▶ _Exercise brief_: The data beneath this task is to be duplicated exactly, in its entirety.

▶ _Excerpted records_:
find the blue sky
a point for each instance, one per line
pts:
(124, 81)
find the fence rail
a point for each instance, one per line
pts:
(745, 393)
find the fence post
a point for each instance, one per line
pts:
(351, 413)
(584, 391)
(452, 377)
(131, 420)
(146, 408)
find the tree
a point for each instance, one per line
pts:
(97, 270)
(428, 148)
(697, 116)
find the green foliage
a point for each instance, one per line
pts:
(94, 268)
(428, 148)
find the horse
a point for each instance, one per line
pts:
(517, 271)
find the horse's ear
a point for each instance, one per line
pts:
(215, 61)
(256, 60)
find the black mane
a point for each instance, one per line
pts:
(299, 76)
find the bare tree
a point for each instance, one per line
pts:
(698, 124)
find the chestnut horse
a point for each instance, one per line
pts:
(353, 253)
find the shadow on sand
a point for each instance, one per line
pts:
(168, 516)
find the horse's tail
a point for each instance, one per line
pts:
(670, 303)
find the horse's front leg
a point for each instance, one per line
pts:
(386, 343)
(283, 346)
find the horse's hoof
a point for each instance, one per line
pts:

▶ _Written solution_:
find the blue sky
a point for each instance, one per line
pts:
(124, 81)
find the fence rail
a point for each instance, one per line
pts:
(745, 393)
find the fence post
a point for each instance, one per line
pts:
(351, 413)
(584, 391)
(452, 377)
(131, 420)
(146, 408)
find the tree
a point for each instance, one per line
pts:
(97, 270)
(428, 148)
(697, 116)
find the green foliage
a point for each instance, one per line
pts:
(94, 268)
(428, 148)
find the horse
a point for each instance, one per line
pts:
(517, 271)
find the horse's ear
a point for each instance, one per line
pts:
(215, 61)
(256, 60)
find the black mane
a point for each instance, one per line
pts:
(299, 76)
find the bare tree
a point for each instance, one per line
pts:
(698, 124)
find the chestnut horse
a point for each instance, one per line
pts:
(353, 253)
find the shadow on sand
a point for each instance, one per line
pts:
(168, 516)
find the horse's tail
a point for each instance, one per line
pts:
(670, 303)
find the horse's front leg
a point for each instance, one per line
pts:
(386, 343)
(283, 346)
find the horse's hoof
a point for each instance, one per line
pts:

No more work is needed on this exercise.